- _SUPPLIED TEXT_
The real gain from a connection with Indonesia's Salim Group, whose promise to invest heavily in West Bengal might possibly help Manmohan Singh push through much-needed economic reforms in the teeth of Left Front opposition, would be a lesson in assimilation, versatility and work culture.
 
For Salim is a fascinating ethnic phenomenon. With assets worth 32.5 trillion rupiahs in 1995 and more than a finger "" a fist perhaps "" in the cement, food, property, automotive, finance, steel and agribusiness industries, it is Indonesia's largest conglomerate.
 
But that isn't what makes it unique. The founder-owner, Sudono Salim, was born Liem Sioe Liong in China's Fujian province in 1916, and fled to the then Dutch East Indies when civil war ravaged China in 1936.
 
Such Chinese maintained their position in independent Indonesia through the quaintly named Ali Baba alliances. Ali referred to an indigenous Muslim who held the licence while Baba was the Chinese who had the capital and brains.
 
Now, these tycoons are called cukong, originally spelt tjukong, which means "master" in Hokkien. The word has come to stand for a Chinese businessman who collaborates with a member of the Indonesian ruling elite, usually "" at least during General Suharto's long dictatorship "" an influential brasshat.
 
The power of cukongs was a scandal of the Suharto era when even the highest in the land was in their pay, and the president's wife, of whose royal descent he was so proud, was known as "Madam Ten Per Cent".
 
The Liem family and the Suhartos have been friendly since the 1950s, but that has not prevented the Salim Group from continuing to flourish after Suharto's overthrow.
 
Obviously, the prime minister hopes that Salim's stake in West Bengal will influence Left Front MPs. Hence, echoing Bal Gangadhar Tilak's famous "What Bengal thinks today India thinks tomorrow", he declared "What is good for Bengal is good for India."

- _GIVEN INSTRUCTION A_
In one to three sentences, explain why the prime minister declared "What is good for Bengal is good for India," according to the passage on the Salim Group.
The passage on the Salim Group and the records have no connection to each other.

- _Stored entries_
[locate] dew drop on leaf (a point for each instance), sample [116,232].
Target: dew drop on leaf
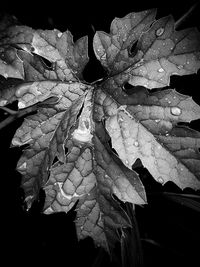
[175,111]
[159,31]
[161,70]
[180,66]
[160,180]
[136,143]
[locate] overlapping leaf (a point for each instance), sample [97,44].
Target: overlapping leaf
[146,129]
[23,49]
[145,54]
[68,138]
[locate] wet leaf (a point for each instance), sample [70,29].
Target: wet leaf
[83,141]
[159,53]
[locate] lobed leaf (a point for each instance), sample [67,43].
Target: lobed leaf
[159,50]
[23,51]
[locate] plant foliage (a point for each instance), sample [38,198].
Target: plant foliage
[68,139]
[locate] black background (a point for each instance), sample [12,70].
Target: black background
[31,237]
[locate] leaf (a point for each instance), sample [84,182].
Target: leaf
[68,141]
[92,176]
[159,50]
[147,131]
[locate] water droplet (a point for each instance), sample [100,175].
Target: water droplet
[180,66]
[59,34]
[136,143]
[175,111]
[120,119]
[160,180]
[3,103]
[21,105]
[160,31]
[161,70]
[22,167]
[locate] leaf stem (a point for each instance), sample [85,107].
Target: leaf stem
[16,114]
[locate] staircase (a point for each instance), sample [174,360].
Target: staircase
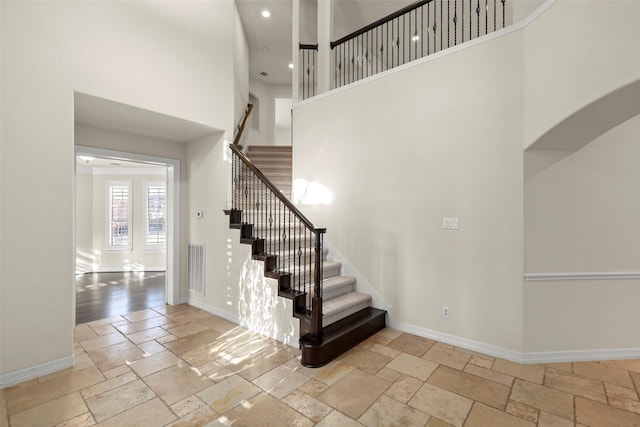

==

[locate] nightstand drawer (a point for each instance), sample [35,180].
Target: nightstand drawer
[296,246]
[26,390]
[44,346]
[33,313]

--

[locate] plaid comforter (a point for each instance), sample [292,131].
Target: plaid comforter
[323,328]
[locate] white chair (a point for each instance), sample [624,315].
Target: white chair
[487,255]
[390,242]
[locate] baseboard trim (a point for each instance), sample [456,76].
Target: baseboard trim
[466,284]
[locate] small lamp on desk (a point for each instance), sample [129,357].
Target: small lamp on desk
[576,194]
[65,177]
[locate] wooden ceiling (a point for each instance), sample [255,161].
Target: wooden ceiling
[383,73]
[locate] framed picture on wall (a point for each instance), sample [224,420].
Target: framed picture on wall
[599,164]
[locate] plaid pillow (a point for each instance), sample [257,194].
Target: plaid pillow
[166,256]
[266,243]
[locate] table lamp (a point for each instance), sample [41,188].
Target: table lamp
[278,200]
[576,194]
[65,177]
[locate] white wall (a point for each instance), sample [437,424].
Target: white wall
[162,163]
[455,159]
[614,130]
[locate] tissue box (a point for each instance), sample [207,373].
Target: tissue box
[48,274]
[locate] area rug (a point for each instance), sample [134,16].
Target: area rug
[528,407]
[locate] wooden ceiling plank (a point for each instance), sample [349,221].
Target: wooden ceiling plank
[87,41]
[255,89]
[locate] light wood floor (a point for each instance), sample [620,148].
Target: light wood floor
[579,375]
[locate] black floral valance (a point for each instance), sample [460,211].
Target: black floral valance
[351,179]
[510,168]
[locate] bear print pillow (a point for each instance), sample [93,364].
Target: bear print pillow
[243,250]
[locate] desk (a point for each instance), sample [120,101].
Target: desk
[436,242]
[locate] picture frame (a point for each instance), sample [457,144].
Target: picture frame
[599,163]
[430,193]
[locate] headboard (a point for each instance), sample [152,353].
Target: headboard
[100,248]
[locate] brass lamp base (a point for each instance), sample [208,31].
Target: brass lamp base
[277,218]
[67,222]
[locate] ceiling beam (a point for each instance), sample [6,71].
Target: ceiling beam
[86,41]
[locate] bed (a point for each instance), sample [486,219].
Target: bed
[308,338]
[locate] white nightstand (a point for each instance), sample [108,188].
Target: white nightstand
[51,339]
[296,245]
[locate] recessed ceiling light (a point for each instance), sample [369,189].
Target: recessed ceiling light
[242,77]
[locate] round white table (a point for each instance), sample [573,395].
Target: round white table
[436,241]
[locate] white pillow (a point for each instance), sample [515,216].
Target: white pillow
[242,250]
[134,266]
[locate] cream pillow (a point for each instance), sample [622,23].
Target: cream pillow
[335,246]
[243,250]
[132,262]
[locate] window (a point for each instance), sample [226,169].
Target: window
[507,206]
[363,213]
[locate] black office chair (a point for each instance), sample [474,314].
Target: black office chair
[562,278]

- _GIVEN INSTRUCTION B_
Return every line of the records that contains the word "small".

- _EXERCISE RESULT A_
He hoped that Salim's stake in West Bengal would influence Left Front MPs. To that end, he echoed Bal Gangadhar Tilak's "What Bengal thinks today India thinks tomorrow" with his own declaration.

- _EXERCISE RESULT B_
[locate] small lamp on desk (a point for each instance), sample [129,357].
Target: small lamp on desk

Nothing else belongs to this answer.